Working data —

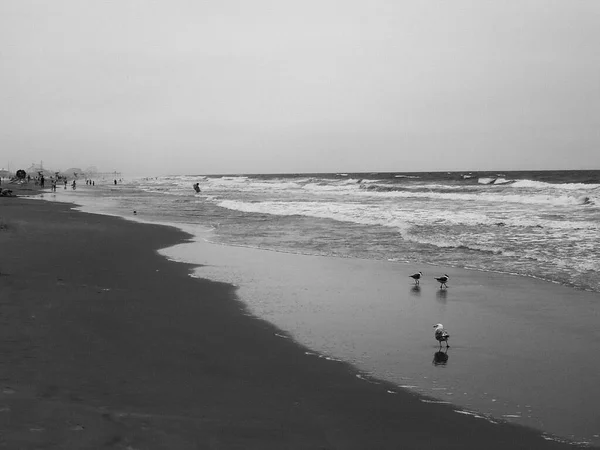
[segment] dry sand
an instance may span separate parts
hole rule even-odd
[[[307,357],[158,255],[174,228],[23,198],[0,228],[6,448],[572,448]]]

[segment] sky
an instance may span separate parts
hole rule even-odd
[[[0,168],[600,169],[597,0],[0,0]]]

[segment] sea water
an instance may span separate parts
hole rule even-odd
[[[593,377],[582,372],[596,369],[582,347],[594,343],[576,331],[589,330],[598,315],[600,171],[178,175],[97,184],[57,197],[80,204],[93,198],[96,212],[131,218],[135,210],[141,220],[210,230],[202,240],[224,245],[212,253],[204,247],[198,253],[208,255],[205,260],[185,257],[211,265],[198,276],[238,285],[254,313],[317,354],[348,360],[434,401],[469,406],[474,414],[600,442],[600,426],[590,418],[593,402],[577,406],[595,399],[586,394],[594,390]],[[277,267],[281,259],[264,256],[269,252],[244,253],[253,249],[304,255],[290,263],[303,268],[286,273]],[[241,257],[245,267],[231,262],[240,255],[247,255]],[[390,280],[402,277],[410,285],[403,263],[429,280],[411,292],[414,302],[400,305],[398,285]],[[432,291],[435,301],[428,303],[425,289],[435,283],[435,267],[488,274],[486,283],[505,295],[497,304],[470,298],[463,280],[451,283],[448,297]],[[286,289],[274,273],[286,277]],[[562,285],[551,289],[566,300],[548,305],[540,294],[521,302],[503,274],[541,283],[534,285],[540,293],[551,288],[543,282]],[[377,292],[365,286],[378,286]],[[315,303],[324,292],[327,303]],[[463,335],[448,364],[432,364],[437,352],[432,357],[426,349],[435,342],[412,338],[433,317]],[[552,351],[520,341],[545,333],[548,324],[548,340],[560,340]],[[491,331],[498,339],[481,345]],[[423,365],[415,364],[420,360]]]

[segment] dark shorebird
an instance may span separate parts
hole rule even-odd
[[[411,277],[413,280],[415,280],[415,284],[419,284],[419,279],[423,276],[423,272],[417,272],[417,273],[413,273],[412,275],[409,275],[409,277]]]
[[[435,339],[440,343],[440,347],[442,346],[442,342],[446,343],[446,348],[450,347],[450,345],[448,345],[448,338],[450,335],[444,330],[444,326],[441,323],[438,323],[435,324],[433,328],[435,328]]]
[[[448,285],[446,284],[448,282],[448,280],[450,279],[450,277],[448,276],[447,273],[444,274],[444,276],[442,277],[433,277],[437,280],[438,283],[440,283],[440,289],[443,287],[448,287]]]

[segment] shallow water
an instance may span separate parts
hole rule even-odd
[[[586,344],[600,338],[595,294],[447,267],[427,268],[416,289],[406,265],[206,242],[163,253],[235,284],[253,313],[321,355],[479,415],[599,443],[600,363]],[[439,271],[447,290],[431,280]],[[441,355],[436,322],[451,334]]]

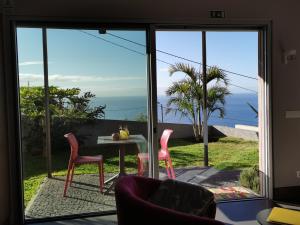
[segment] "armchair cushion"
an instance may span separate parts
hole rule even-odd
[[[196,216],[215,217],[214,195],[209,190],[176,180],[162,181],[149,202]]]
[[[224,223],[208,217],[178,212],[149,202],[148,199],[156,192],[160,184],[160,180],[151,178],[120,177],[115,186],[118,224],[224,225]]]

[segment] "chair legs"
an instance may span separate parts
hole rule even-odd
[[[171,178],[170,168],[169,168],[169,164],[168,164],[168,160],[167,159],[165,159],[165,165],[166,165],[166,170],[167,170],[168,177]]]
[[[137,160],[138,160],[138,176],[143,176],[143,174],[144,174],[144,162],[140,157],[138,157]],[[175,176],[175,172],[174,172],[174,168],[173,168],[173,165],[172,165],[171,158],[168,157],[168,158],[160,159],[160,160],[165,161],[168,177],[170,179],[175,179],[176,176]]]
[[[104,187],[104,163],[102,162],[102,187]]]
[[[174,172],[174,168],[172,165],[172,160],[171,160],[171,158],[168,158],[167,160],[168,160],[168,164],[169,164],[169,169],[171,171],[171,178],[175,179],[176,177],[175,177],[175,172]]]
[[[98,168],[99,168],[99,187],[100,187],[100,191],[103,192],[103,186],[104,186],[103,162],[99,162]]]
[[[68,185],[69,185],[69,179],[70,179],[70,172],[71,172],[72,168],[73,168],[73,163],[69,162],[68,173],[67,173],[65,188],[64,188],[64,197],[66,197],[66,193],[67,193],[67,189],[68,189]]]
[[[168,159],[165,159],[165,165],[166,165],[166,170],[167,170],[167,174],[168,174],[168,177],[170,179],[175,179],[175,172],[174,172],[174,168],[173,168],[173,165],[172,165],[172,161],[170,158]]]
[[[143,176],[144,174],[144,162],[138,157],[138,176]]]
[[[99,169],[100,191],[103,192],[103,187],[104,187],[104,165],[103,165],[103,161],[98,163],[98,169]],[[75,170],[75,163],[69,162],[68,172],[67,172],[67,177],[66,177],[65,187],[64,187],[64,197],[66,197],[68,186],[71,186],[71,184],[73,182],[74,170]]]
[[[71,184],[72,184],[72,182],[73,182],[74,170],[75,170],[75,163],[73,163],[73,166],[72,166],[71,180],[70,180],[69,186],[71,186]]]

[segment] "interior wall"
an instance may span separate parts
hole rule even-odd
[[[300,110],[299,57],[287,65],[282,62],[283,49],[300,49],[300,29],[294,25],[300,21],[299,6],[297,0],[14,0],[12,14],[28,20],[39,17],[44,20],[107,19],[197,24],[272,21],[274,181],[275,187],[286,187],[300,185],[300,179],[296,177],[296,171],[300,170],[300,119],[285,118],[285,111]],[[209,10],[216,9],[225,10],[226,18],[209,19]],[[0,135],[0,166],[3,167],[0,168],[0,196],[6,198],[8,170],[5,128],[2,127],[5,120],[2,81],[3,75],[0,80],[0,134],[3,134]],[[4,199],[0,204],[5,206],[6,203]],[[1,212],[6,208],[1,207]]]
[[[2,29],[2,14],[0,13],[0,34]],[[8,151],[7,151],[7,123],[5,111],[5,92],[3,76],[3,40],[0,35],[0,224],[8,224],[9,213],[9,170],[8,170]]]

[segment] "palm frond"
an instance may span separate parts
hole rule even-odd
[[[194,118],[193,103],[186,98],[171,97],[167,102],[166,114],[173,112],[175,116],[179,112],[182,117],[187,117],[190,120]]]
[[[227,87],[214,85],[207,90],[207,109],[208,115],[211,115],[214,111],[219,111],[221,118],[225,115],[225,97],[230,92]]]
[[[176,63],[169,68],[170,76],[176,72],[186,74],[185,78],[173,82],[166,90],[166,95],[170,97],[167,102],[166,113],[180,113],[193,122],[193,126],[201,126],[203,122],[200,118],[203,113],[203,76],[195,67]],[[223,70],[214,66],[207,71],[207,83],[216,81],[209,85],[207,89],[207,109],[208,116],[213,112],[218,112],[220,117],[225,115],[225,97],[230,94],[227,85],[227,74]],[[219,81],[223,81],[221,85]],[[198,121],[199,120],[199,121]]]
[[[253,112],[255,112],[256,118],[257,118],[258,117],[258,110],[253,105],[251,105],[249,102],[247,102],[247,105],[249,105],[249,107],[253,110]]]
[[[194,82],[197,82],[198,73],[195,67],[185,64],[185,63],[175,63],[175,65],[171,65],[169,68],[170,76],[172,76],[176,72],[183,72],[189,76]]]
[[[207,83],[213,80],[223,81],[226,86],[228,85],[227,74],[217,66],[212,66],[207,70]]]

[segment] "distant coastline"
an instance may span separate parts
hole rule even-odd
[[[163,122],[190,124],[189,119],[181,117],[179,113],[165,114],[167,96],[158,96],[158,120],[161,122],[161,105],[163,106]],[[223,125],[234,127],[235,124],[257,126],[258,119],[255,112],[249,107],[250,103],[257,108],[258,101],[255,94],[231,94],[226,97],[225,116],[218,118],[213,113],[209,118],[209,125]],[[106,105],[105,119],[112,120],[136,120],[141,114],[147,114],[147,98],[145,96],[121,96],[121,97],[96,97],[92,105]]]

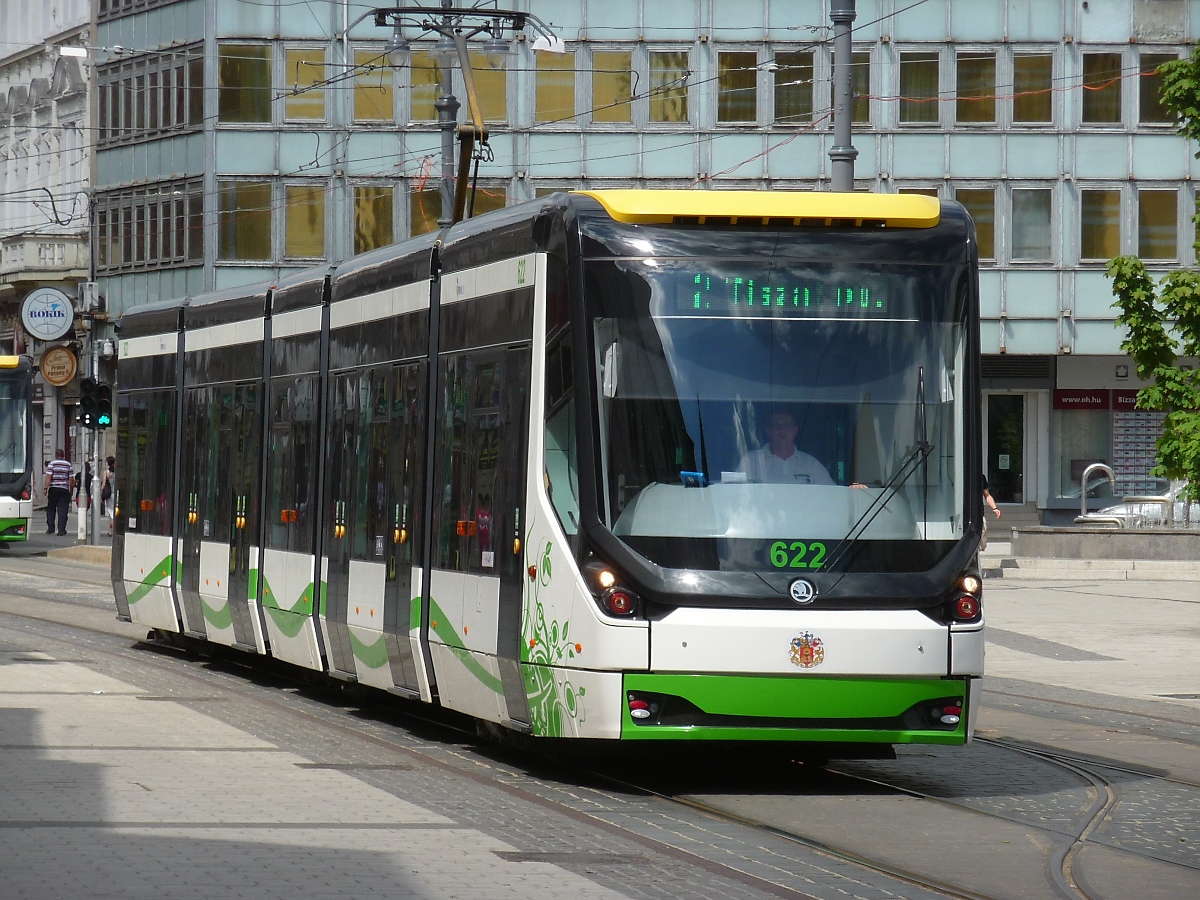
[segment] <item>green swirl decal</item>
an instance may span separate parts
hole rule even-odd
[[[163,557],[162,562],[150,570],[150,574],[143,578],[136,588],[128,592],[126,596],[129,605],[137,603],[170,577],[171,555],[168,553]]]

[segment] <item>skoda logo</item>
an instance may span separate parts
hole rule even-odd
[[[807,578],[797,578],[788,586],[788,593],[797,603],[812,603],[817,596],[817,589]]]

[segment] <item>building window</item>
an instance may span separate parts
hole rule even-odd
[[[1138,79],[1138,122],[1142,125],[1171,125],[1175,117],[1162,105],[1163,80],[1158,67],[1178,59],[1174,53],[1143,53],[1140,60]]]
[[[975,223],[980,259],[996,258],[996,192],[992,188],[959,188],[954,197]]]
[[[271,183],[223,181],[220,195],[220,259],[271,258]]]
[[[199,180],[97,194],[95,222],[100,274],[172,268],[204,259]]]
[[[284,117],[323,121],[325,81],[324,49],[289,47],[284,74]]]
[[[957,76],[955,118],[959,122],[995,122],[996,54],[958,54]]]
[[[813,55],[800,50],[775,54],[775,123],[800,125],[812,121]]]
[[[283,254],[321,258],[325,255],[325,185],[289,184],[284,188]]]
[[[485,122],[504,122],[508,119],[508,69],[493,69],[486,53],[471,53],[471,70],[475,75],[475,93],[479,111]],[[464,103],[464,106],[466,104]]]
[[[575,54],[535,53],[534,118],[538,122],[575,119]]]
[[[413,122],[436,122],[437,107],[433,104],[441,92],[442,76],[433,54],[428,50],[414,50],[409,57],[408,72],[411,79],[409,102],[412,104],[409,119]]]
[[[758,54],[754,51],[717,54],[717,121],[758,121]]]
[[[354,252],[366,253],[393,243],[390,187],[365,185],[354,189]]]
[[[1054,57],[1049,53],[1013,57],[1013,121],[1040,125],[1052,121]]]
[[[271,121],[271,47],[222,44],[217,48],[217,120]]]
[[[198,128],[204,121],[204,48],[147,53],[96,74],[101,147]]]
[[[437,231],[442,214],[442,191],[425,188],[408,192],[408,233],[410,237]]]
[[[1121,54],[1083,54],[1083,121],[1089,125],[1121,122]]]
[[[1012,192],[1012,258],[1050,259],[1049,188],[1019,188]]]
[[[354,121],[391,122],[395,119],[392,68],[378,50],[354,51]]]
[[[1138,256],[1175,259],[1178,191],[1138,191]]]
[[[835,54],[830,54],[831,64],[836,64]],[[850,89],[853,100],[850,105],[850,121],[855,125],[871,122],[871,54],[850,54]]]
[[[900,54],[900,121],[938,121],[938,54]]]
[[[484,213],[504,209],[505,203],[507,197],[503,184],[481,184],[474,191],[474,197],[471,196],[471,192],[467,193],[466,212],[471,216],[482,216]]]
[[[650,52],[650,121],[688,120],[688,55],[686,50]]]
[[[592,53],[592,121],[632,122],[633,61],[626,50]]]
[[[1121,255],[1121,192],[1081,191],[1079,257],[1112,259]]]

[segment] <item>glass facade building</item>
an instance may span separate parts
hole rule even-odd
[[[472,53],[494,154],[477,213],[576,187],[828,188],[828,0],[506,5],[550,23],[566,53],[534,52],[532,33],[498,68],[482,42]],[[1149,489],[1126,444],[1157,426],[1117,399],[1138,382],[1104,266],[1194,263],[1194,148],[1155,71],[1190,54],[1200,2],[856,6],[856,188],[957,199],[978,229],[997,499],[1073,515],[1076,470],[1096,459],[1125,466],[1119,492]],[[372,8],[99,0],[96,252],[115,313],[436,227],[433,42],[410,31],[414,52],[392,65],[390,28],[346,30]]]

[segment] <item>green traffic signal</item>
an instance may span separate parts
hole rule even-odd
[[[112,426],[112,386],[99,384],[96,386],[96,427],[109,428]]]

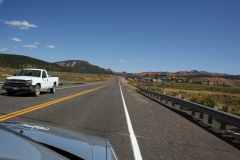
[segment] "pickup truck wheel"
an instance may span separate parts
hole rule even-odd
[[[36,97],[38,97],[38,96],[40,95],[40,86],[39,86],[39,85],[36,85],[36,90],[35,90],[35,92],[34,92],[34,95],[35,95]]]
[[[11,91],[7,91],[7,94],[8,94],[9,96],[13,96],[15,93],[14,93],[14,92],[11,92]]]
[[[55,93],[56,92],[56,84],[53,84],[53,87],[50,89],[51,93]]]

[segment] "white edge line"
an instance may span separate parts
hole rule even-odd
[[[127,106],[126,106],[126,103],[125,103],[125,100],[124,100],[124,97],[123,97],[122,87],[120,85],[120,78],[119,78],[119,86],[120,86],[124,111],[125,111],[125,115],[126,115],[126,119],[127,119],[128,131],[130,133],[130,139],[131,139],[131,143],[132,143],[134,158],[135,158],[135,160],[142,160],[142,155],[141,155],[141,152],[140,152],[140,149],[139,149],[139,146],[138,146],[137,138],[134,134],[132,124],[131,124],[131,120],[130,120],[130,117],[129,117],[129,114],[128,114]]]

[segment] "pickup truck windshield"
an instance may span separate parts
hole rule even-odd
[[[21,70],[17,74],[17,76],[33,76],[33,77],[40,77],[41,71],[39,70]]]

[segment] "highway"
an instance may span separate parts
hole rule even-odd
[[[0,121],[77,130],[107,138],[119,160],[240,159],[240,150],[148,99],[124,79],[59,86],[55,94],[8,96],[0,90]]]

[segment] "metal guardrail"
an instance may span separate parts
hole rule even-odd
[[[76,84],[83,84],[83,82],[59,82],[59,85],[76,85]]]
[[[0,86],[2,86],[4,82],[0,82]],[[59,82],[59,85],[76,85],[83,84],[83,82]]]
[[[190,101],[187,101],[184,99],[179,99],[179,98],[175,98],[173,96],[155,92],[155,91],[152,91],[152,90],[149,90],[146,88],[142,88],[142,87],[137,87],[137,88],[139,89],[139,91],[141,93],[145,94],[146,96],[148,96],[154,100],[162,101],[164,99],[165,103],[168,103],[168,101],[171,101],[172,106],[174,106],[174,104],[176,104],[176,103],[179,104],[180,109],[183,109],[184,107],[190,108],[192,110],[192,115],[195,115],[195,111],[200,112],[202,115],[207,114],[209,116],[208,123],[210,123],[210,124],[212,124],[212,118],[215,117],[221,121],[220,129],[225,129],[226,123],[234,125],[236,127],[240,127],[240,117],[239,116],[229,114],[229,113],[226,113],[223,111],[219,111],[214,108],[207,107],[207,106],[197,104],[194,102],[190,102]]]

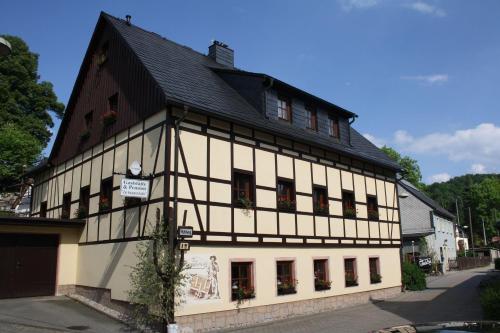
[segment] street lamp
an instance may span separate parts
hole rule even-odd
[[[0,37],[0,57],[9,55],[11,51],[12,47],[10,43],[6,39]]]
[[[411,252],[412,252],[411,258],[412,258],[413,262],[415,262],[415,241],[414,240],[411,241]]]

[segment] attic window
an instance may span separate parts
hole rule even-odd
[[[118,93],[108,98],[108,111],[118,112]]]
[[[87,130],[91,130],[92,129],[92,121],[94,119],[94,111],[90,111],[89,113],[87,113],[85,115],[85,128]]]
[[[288,122],[292,121],[292,105],[287,97],[278,96],[278,118]]]
[[[330,116],[328,121],[329,121],[328,129],[330,132],[330,136],[334,137],[335,139],[339,139],[340,138],[339,118]]]
[[[109,49],[109,43],[105,42],[102,44],[101,49],[99,50],[99,53],[97,55],[97,64],[99,66],[104,65],[106,60],[108,60],[108,49]]]
[[[318,114],[310,105],[306,105],[306,127],[314,131],[318,130]]]

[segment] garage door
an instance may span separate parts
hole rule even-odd
[[[0,234],[0,298],[55,294],[57,235]]]

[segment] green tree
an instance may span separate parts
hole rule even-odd
[[[404,179],[412,183],[415,187],[424,189],[425,185],[422,183],[422,173],[420,172],[417,160],[409,156],[402,156],[391,147],[383,146],[380,149],[401,166],[403,169],[401,175]]]
[[[5,191],[36,161],[42,146],[31,134],[8,123],[0,127],[0,147],[0,184]]]
[[[133,305],[131,324],[139,328],[160,328],[172,324],[174,308],[182,299],[185,284],[184,253],[172,253],[168,227],[156,210],[156,225],[150,238],[137,245],[137,264],[130,274],[129,300]]]
[[[2,159],[2,163],[15,164],[16,167],[11,169],[20,173],[23,170],[17,166],[21,163],[29,166],[49,142],[49,128],[54,126],[50,113],[62,117],[64,105],[57,100],[50,82],[39,81],[38,55],[31,52],[21,38],[5,35],[2,37],[10,42],[12,53],[0,57],[0,124],[12,124],[27,134],[16,136],[19,155],[16,154],[16,149],[13,149],[9,154],[5,153],[10,159]],[[10,134],[4,135],[13,135],[12,129],[8,132]],[[28,141],[23,142],[22,138]],[[37,142],[33,145],[36,149],[23,149],[27,143],[33,143],[33,138]],[[27,153],[34,155],[27,156]],[[18,163],[18,160],[22,162]],[[11,176],[2,180],[1,187],[10,185],[3,181],[12,180]]]

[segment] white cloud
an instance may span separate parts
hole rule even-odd
[[[430,5],[422,1],[413,2],[411,4],[408,4],[406,7],[425,15],[432,15],[437,17],[446,16],[446,12],[441,8],[438,8],[436,6]]]
[[[365,9],[376,6],[379,0],[338,0],[340,6],[345,11],[350,11],[351,9]]]
[[[500,127],[483,123],[453,133],[431,133],[415,138],[405,131],[394,134],[394,142],[402,151],[444,155],[450,161],[471,161],[489,170],[500,169]]]
[[[443,84],[448,82],[448,74],[401,76],[402,80],[418,81],[428,85]]]
[[[368,139],[371,143],[379,148],[385,145],[385,141],[383,139],[377,138],[369,133],[365,133],[363,134],[363,136],[365,137],[365,139]]]
[[[481,163],[474,163],[471,165],[470,171],[473,174],[486,173],[486,167],[484,165],[482,165]]]
[[[435,175],[430,176],[427,179],[427,183],[428,184],[443,183],[443,182],[447,182],[448,180],[450,180],[450,178],[451,178],[451,176],[448,173],[446,173],[446,172],[437,173]]]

Exercise goal — Find the string "truck" in the material above. Then copy each line that has it.

Task result —
[segment] "pickup truck wheel"
[segment] "pickup truck windshield"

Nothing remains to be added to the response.